Instruction: Restate the entries below verbatim.

***** Supplied records

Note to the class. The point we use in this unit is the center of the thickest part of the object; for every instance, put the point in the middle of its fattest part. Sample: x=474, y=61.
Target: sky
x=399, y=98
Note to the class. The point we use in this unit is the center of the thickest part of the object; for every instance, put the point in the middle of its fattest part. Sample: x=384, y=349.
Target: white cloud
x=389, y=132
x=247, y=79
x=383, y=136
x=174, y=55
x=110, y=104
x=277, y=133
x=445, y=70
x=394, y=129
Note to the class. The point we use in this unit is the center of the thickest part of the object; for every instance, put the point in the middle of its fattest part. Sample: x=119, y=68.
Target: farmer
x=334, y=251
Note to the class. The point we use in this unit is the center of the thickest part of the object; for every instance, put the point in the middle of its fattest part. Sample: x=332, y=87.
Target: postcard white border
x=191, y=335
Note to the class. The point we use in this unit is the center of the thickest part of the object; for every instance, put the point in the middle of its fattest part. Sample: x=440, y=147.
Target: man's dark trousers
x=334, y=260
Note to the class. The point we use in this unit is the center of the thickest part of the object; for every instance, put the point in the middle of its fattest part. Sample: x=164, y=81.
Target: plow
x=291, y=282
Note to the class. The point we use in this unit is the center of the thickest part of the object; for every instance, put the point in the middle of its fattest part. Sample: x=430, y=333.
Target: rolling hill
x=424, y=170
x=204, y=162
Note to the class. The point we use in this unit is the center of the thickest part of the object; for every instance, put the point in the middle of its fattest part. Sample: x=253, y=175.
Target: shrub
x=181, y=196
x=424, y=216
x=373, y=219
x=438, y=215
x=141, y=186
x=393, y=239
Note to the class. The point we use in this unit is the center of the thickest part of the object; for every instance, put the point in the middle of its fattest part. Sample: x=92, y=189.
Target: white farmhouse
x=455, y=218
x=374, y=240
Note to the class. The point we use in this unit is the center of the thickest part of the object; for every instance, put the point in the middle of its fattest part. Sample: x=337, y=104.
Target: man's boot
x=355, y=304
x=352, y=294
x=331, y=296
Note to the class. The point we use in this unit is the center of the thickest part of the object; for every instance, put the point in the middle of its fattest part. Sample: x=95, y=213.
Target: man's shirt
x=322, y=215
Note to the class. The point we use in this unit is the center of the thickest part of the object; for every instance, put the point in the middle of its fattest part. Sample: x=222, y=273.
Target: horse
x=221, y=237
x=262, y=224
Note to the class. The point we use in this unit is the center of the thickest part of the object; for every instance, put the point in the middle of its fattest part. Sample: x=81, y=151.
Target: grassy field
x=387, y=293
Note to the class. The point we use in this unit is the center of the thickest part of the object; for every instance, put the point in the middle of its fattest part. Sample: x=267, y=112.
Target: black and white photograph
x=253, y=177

**********

Solved problem:
Note to the class. The point we use in this unit is the center of the thickest part of the object; for every instance, put the point in the middle of its fattest part. Sample: x=474, y=61.
Target: sky
x=399, y=98
Note to the class. The point we use in this unit is the center of the thickest part of the object; for every instance, put the point in the middle of its fattest part. Sample: x=384, y=349.
Target: white cloud
x=389, y=132
x=247, y=79
x=383, y=136
x=174, y=55
x=110, y=104
x=277, y=133
x=445, y=70
x=394, y=129
Note to the class. The point we use in this unit is the center of the thickest part of the object; for every instance, put the point in the middle of its fattest part. Sample: x=119, y=68.
Target: farmer
x=334, y=251
Note to the class. The point we use in this unit is the center of the thickest part of the object; for every instance, put the point in the middle of its fattest part. Sample: x=332, y=87.
Target: postcard white border
x=191, y=335
Note to the class. The point we use in this unit is the center of the thickest part of the object; for every instance, put the point in the middle of its fattest part. Sample: x=440, y=147.
Target: man's dark trousers
x=334, y=260
Note to the class. The point we use in this unit is the center of the thickest part of the object; for every instance, put the point in the middle of its fattest part. Sample: x=164, y=81.
Target: plow
x=291, y=282
Note to the class. The point we use in this unit is the center of the thickest part of the object; for every instance, put the point in the middle of its fattest part. Sample: x=430, y=333.
Target: rolling hill
x=424, y=170
x=204, y=162
Note to the class. The point we use in this unit is the center of the thickest part of the object; for every instance, put the point in the middle of its fattest part. Sample: x=253, y=175.
Target: shrub
x=181, y=196
x=424, y=216
x=373, y=219
x=438, y=215
x=141, y=186
x=393, y=239
Note to the class. The point we use in this unit is the center of the thickest part of the object; for every instance, put the point in the middle of its fattest part. Sample: x=92, y=189.
Target: white farmhouse
x=455, y=218
x=374, y=240
Note to the class. The point we use in this unit is the center of the thickest part of the object; for every instance, put the point in the middle of its fattest part. Sample: x=337, y=104.
Target: man's boot
x=355, y=304
x=352, y=294
x=331, y=296
Note to the class. The point we use in this unit is the center of the thickest part of the object; for every instance, put the point in the middle of its fattest part. Sample: x=95, y=213.
Target: man's shirt
x=322, y=215
Note to the class. The point we use in this unit is the center of the thickest part of the object; for every instance, put the point in the middle of its fattest part. Sample: x=222, y=273.
Target: horse
x=221, y=237
x=262, y=224
Note to the class. The point we use in this unit is the center of the thickest part of the object; for every instance, put the point in the middle of its fattest part. Sample: x=81, y=151.
Target: grassy field
x=387, y=293
Note to the class. The point we use in this unit is the center of the thickest part of the object; for every instance, put the point in the middle of its fattest part. Sample: x=267, y=112.
Target: black and white photograph
x=253, y=177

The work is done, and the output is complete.